Supplied material:
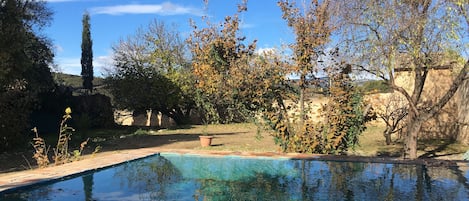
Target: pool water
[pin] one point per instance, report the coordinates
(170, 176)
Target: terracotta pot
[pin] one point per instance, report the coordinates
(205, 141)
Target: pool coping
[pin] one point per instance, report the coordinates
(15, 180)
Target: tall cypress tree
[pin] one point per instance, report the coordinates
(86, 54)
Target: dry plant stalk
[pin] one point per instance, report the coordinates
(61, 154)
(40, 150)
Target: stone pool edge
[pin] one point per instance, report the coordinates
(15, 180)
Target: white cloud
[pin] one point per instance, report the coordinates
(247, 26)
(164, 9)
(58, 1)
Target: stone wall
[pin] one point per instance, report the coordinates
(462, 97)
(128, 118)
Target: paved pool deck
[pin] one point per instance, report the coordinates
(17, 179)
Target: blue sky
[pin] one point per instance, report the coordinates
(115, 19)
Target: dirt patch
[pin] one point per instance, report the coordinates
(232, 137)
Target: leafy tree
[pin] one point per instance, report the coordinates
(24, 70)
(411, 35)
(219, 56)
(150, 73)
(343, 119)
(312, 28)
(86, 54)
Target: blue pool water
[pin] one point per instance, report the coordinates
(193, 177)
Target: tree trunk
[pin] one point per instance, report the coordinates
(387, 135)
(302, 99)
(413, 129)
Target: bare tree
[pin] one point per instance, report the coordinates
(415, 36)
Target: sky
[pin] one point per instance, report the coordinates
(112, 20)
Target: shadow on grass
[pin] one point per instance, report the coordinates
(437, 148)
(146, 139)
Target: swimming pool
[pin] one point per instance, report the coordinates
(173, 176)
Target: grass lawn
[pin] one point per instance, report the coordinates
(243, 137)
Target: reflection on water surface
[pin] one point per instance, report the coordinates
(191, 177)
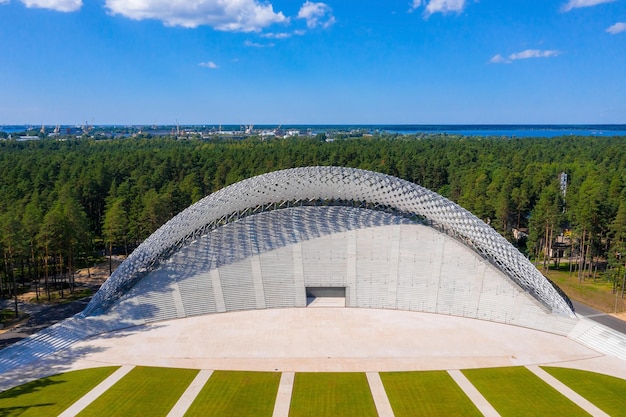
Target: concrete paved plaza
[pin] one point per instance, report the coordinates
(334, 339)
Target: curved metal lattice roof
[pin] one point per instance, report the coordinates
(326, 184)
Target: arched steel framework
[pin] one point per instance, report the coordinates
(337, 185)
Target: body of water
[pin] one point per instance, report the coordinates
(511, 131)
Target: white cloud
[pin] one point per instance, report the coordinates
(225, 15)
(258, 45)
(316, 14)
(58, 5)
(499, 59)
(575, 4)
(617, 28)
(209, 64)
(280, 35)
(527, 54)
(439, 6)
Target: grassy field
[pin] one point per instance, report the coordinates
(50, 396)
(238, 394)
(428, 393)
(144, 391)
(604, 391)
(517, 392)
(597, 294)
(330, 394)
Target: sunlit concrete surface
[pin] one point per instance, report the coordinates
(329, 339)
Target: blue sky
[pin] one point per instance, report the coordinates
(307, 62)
---
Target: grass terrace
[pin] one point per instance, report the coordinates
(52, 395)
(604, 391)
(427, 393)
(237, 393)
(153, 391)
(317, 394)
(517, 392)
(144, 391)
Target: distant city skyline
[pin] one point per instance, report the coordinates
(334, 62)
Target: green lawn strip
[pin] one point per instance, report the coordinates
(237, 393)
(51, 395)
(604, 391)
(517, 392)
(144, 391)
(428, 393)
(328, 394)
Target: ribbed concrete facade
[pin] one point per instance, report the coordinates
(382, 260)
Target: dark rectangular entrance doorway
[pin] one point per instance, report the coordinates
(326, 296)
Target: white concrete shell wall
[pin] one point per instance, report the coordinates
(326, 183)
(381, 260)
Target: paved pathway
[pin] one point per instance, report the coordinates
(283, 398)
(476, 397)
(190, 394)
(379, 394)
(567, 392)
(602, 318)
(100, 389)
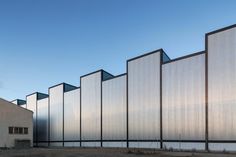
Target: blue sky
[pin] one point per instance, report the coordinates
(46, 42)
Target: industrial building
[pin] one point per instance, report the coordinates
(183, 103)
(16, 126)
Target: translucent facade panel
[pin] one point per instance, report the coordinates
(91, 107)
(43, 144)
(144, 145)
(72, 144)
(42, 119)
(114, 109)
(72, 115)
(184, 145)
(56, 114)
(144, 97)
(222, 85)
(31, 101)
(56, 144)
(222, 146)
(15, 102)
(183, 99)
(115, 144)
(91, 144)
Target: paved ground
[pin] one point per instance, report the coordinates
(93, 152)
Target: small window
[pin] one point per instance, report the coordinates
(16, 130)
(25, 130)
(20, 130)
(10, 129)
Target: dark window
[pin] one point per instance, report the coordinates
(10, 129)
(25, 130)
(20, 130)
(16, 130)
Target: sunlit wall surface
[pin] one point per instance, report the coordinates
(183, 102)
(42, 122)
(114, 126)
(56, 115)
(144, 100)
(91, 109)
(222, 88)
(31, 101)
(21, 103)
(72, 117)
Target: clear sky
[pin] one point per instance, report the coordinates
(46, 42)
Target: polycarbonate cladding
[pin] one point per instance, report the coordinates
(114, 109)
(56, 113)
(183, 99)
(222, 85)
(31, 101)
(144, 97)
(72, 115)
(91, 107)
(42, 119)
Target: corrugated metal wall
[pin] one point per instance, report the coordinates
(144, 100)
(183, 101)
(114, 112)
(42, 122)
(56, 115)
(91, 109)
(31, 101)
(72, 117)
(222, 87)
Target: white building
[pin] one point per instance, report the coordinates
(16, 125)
...
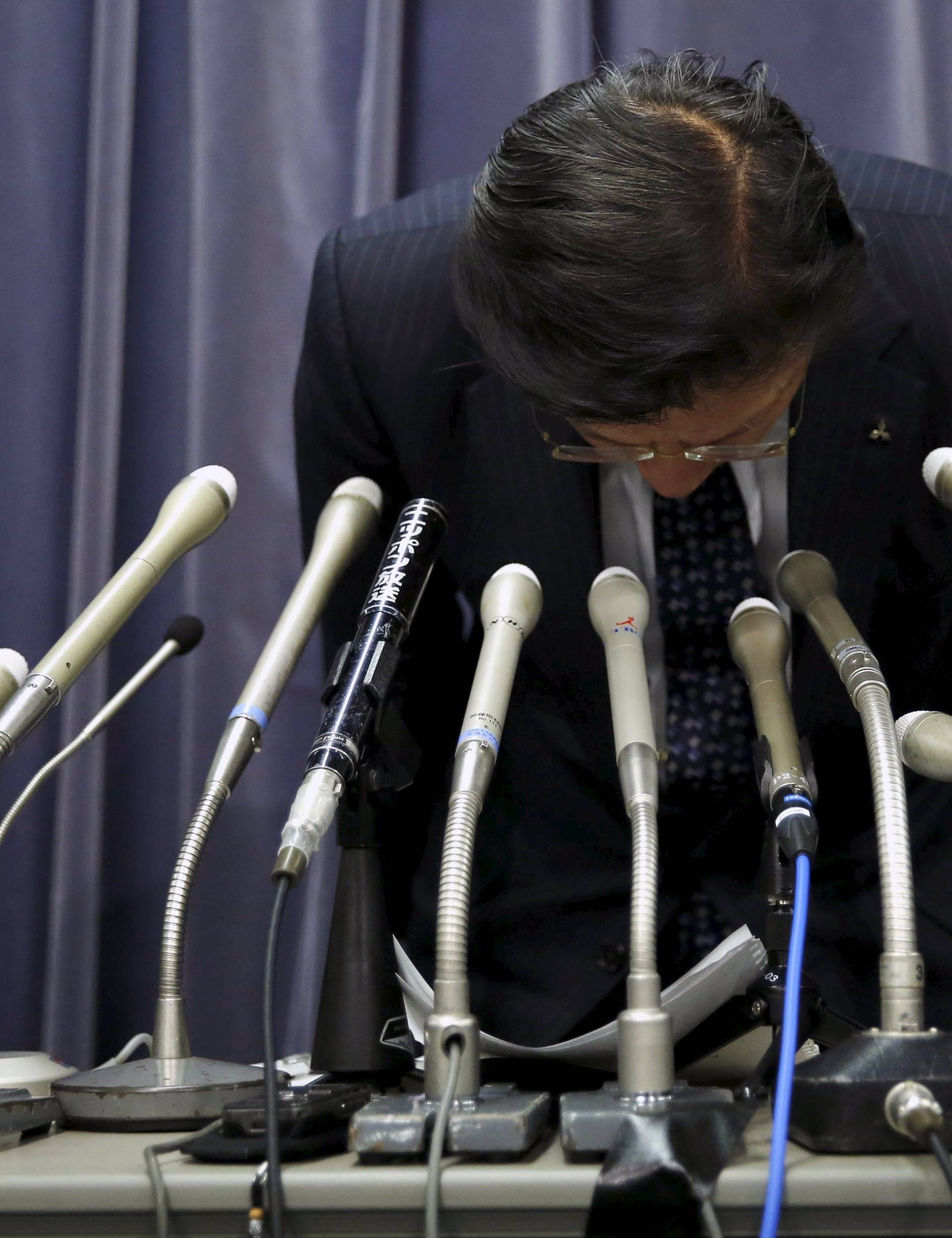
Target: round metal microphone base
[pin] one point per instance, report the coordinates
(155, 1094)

What is being asked: Pull out every line of the material above that contains the string "wall" and copy each one in full. The match is case-sensitive.

Solution to this task:
Target: stone wall
Target: white concrete shell wall
Target: sunlit wall surface
Target: corrugated metal wall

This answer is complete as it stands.